REQUIRED WORK
Reproduce word for word each line of the listing below, starting at the line that contains "Question. In the picture above, identify the gray-haired" and continuing to the final line of the listing, with both of those lines included.

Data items

┏━━

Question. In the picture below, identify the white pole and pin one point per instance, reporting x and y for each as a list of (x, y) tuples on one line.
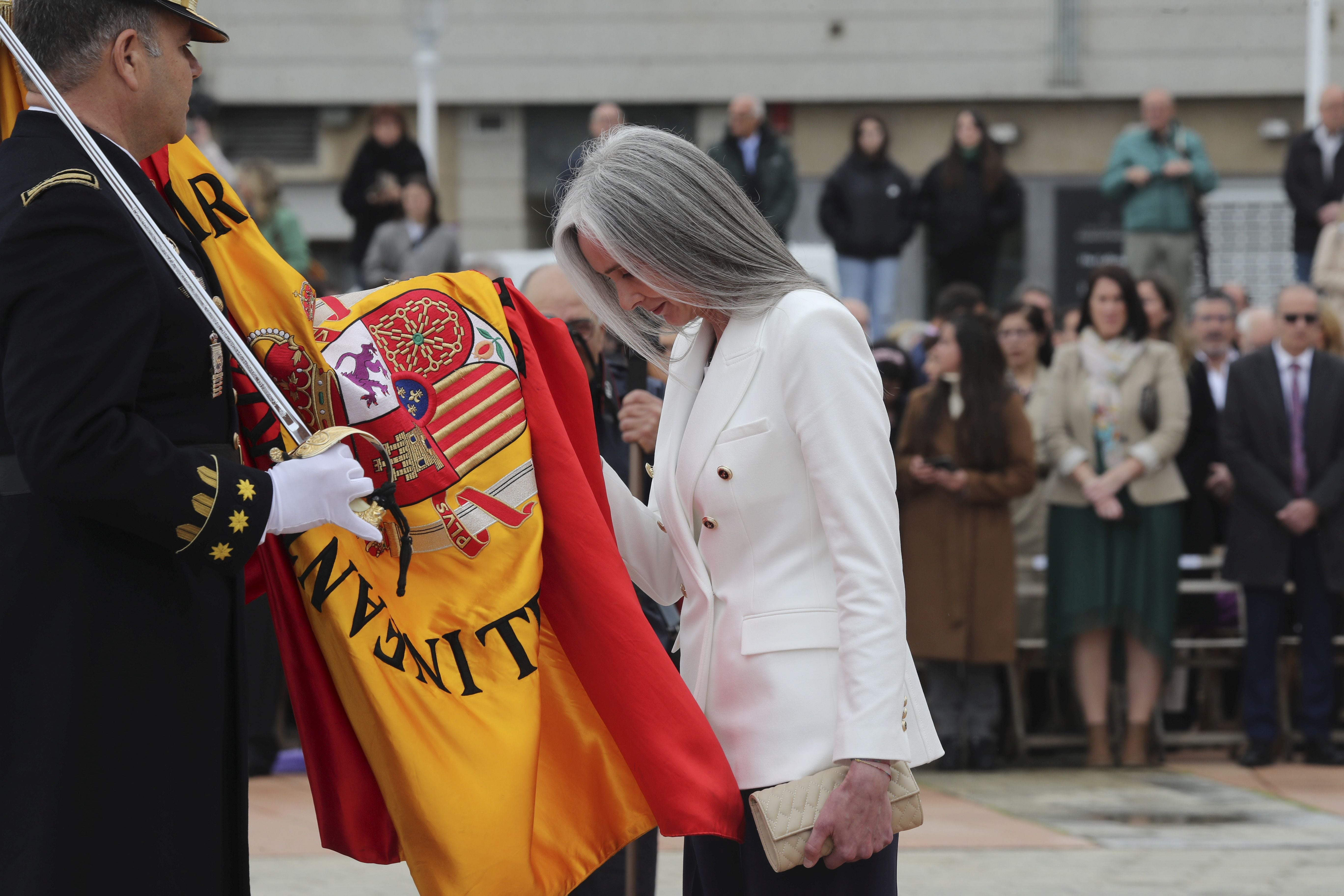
[(1318, 58), (422, 18)]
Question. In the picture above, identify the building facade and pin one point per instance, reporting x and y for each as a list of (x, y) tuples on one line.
[(1057, 80)]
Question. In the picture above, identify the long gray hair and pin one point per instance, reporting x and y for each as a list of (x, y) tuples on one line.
[(671, 217)]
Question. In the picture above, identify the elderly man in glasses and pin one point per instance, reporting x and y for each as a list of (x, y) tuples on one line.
[(1284, 443)]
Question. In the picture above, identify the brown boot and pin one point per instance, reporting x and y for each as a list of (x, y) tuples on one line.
[(1135, 753), (1099, 747)]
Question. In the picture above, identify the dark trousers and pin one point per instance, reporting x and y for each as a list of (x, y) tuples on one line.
[(265, 686), (609, 879), (1316, 609), (717, 867)]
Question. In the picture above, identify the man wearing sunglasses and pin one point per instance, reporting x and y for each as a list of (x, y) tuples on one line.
[(1284, 443)]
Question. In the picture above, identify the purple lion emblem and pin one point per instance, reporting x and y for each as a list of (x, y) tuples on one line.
[(366, 364)]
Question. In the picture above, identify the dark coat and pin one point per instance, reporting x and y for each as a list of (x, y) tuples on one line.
[(869, 208), (401, 160), (775, 186), (122, 600), (1256, 447), (1205, 514), (1304, 179), (968, 218), (962, 594)]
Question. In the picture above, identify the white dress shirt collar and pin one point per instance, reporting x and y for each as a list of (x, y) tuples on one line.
[(751, 148), (1218, 377), (1330, 144), (1285, 375)]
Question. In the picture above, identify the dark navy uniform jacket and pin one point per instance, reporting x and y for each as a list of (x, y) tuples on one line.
[(122, 761)]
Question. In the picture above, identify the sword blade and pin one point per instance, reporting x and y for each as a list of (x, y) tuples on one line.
[(284, 412)]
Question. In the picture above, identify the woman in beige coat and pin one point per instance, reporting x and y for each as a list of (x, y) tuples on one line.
[(1115, 414), (966, 450)]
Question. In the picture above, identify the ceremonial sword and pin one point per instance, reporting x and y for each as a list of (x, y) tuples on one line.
[(308, 443), (237, 347)]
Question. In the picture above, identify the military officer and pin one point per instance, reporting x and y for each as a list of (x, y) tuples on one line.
[(126, 515)]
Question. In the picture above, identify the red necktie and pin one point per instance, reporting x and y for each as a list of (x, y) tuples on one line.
[(1298, 434)]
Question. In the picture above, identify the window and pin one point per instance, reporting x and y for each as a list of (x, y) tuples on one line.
[(284, 135)]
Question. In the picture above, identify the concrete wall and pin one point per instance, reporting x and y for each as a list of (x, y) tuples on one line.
[(515, 52)]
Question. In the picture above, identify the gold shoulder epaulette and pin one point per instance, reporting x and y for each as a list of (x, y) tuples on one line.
[(68, 177)]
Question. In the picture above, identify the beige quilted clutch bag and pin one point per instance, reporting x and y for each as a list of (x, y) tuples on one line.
[(787, 813)]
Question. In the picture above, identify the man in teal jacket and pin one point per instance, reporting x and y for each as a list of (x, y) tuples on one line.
[(1159, 170)]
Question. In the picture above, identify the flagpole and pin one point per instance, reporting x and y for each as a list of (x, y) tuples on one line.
[(238, 349)]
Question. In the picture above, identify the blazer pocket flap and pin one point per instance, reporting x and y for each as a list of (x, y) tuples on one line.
[(791, 630), (755, 428)]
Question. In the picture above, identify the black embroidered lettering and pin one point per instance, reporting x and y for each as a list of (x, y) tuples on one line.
[(324, 563), (398, 659), (511, 641), (464, 671), (218, 205), (365, 609)]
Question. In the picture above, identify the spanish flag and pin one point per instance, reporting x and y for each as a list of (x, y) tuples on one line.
[(11, 81), (511, 722)]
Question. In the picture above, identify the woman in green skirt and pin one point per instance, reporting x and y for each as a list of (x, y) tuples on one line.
[(1113, 416)]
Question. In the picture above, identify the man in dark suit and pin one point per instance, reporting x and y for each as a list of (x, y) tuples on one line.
[(1315, 179), (126, 514), (1201, 460), (1284, 443)]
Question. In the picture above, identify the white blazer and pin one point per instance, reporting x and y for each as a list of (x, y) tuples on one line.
[(775, 514)]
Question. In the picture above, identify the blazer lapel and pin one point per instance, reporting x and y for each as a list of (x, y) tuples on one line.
[(1273, 397), (726, 382), (686, 375)]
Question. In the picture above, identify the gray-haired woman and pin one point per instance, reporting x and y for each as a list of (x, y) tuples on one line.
[(773, 510)]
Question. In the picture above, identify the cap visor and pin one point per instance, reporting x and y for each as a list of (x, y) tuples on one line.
[(202, 29)]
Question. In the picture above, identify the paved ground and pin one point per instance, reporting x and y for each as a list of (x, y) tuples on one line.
[(1195, 828)]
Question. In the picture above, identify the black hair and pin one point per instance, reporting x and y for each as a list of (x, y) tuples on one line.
[(1218, 296), (420, 179), (982, 434), (957, 299), (991, 156), (898, 370), (1037, 322), (68, 38), (858, 128), (1136, 322)]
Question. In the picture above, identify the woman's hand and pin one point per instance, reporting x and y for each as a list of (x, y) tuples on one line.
[(639, 418), (857, 817), (1109, 508), (1109, 484), (952, 480), (923, 472)]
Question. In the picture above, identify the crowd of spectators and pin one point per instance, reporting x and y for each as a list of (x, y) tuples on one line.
[(1103, 437)]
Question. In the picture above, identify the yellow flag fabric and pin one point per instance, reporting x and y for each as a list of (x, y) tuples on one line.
[(496, 770), (11, 83)]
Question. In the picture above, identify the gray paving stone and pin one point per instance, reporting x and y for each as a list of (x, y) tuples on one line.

┗━━

OUTPUT
Question. In the picture above, identify the gray-haired woman and pin one point per instance, reporting x and y for each as a list of (x, y) tuples on one line.
[(773, 510)]
Question. In the picture above, identify the cap visor and pin one point per instance, reporting x and y for each as a list of (x, y) tuples on one line.
[(202, 29)]
Question. In the picture above, identify the paved ground and pin one point per instance, reporting x and y for each as a list of (x, y) tuples on one line.
[(1195, 828)]
Question. In the picture above, identify the black hair and pin one point per instance, reporting x and y for each as a list of (x, y) tuples on one line.
[(1218, 296), (420, 179), (982, 434), (957, 299), (991, 156), (898, 370), (1037, 322), (68, 38), (858, 128), (1136, 322)]
Question. In the picture above, identify the woman's hand and pin one point per instance, reporting x and y for each as a list of (x, y) tuples on one line.
[(639, 418), (857, 817), (1109, 508), (1109, 484), (952, 480), (923, 472)]
Question. In the picture above, identify the crowd of spectators and pin one point per instance, reporting x and y for each as a list of (x, y) tuples on one line.
[(1103, 437)]
Question. In the picture above, identify the yellow flag fabric and pin one point per instance, reporting x and y for each as a list of (x, y) tuples on one line.
[(496, 770), (11, 83)]
Question. In the picture above, identify the gray paving stone and pin one point per instance, reporting x and y for each as a list of (x, y) tuples on one line.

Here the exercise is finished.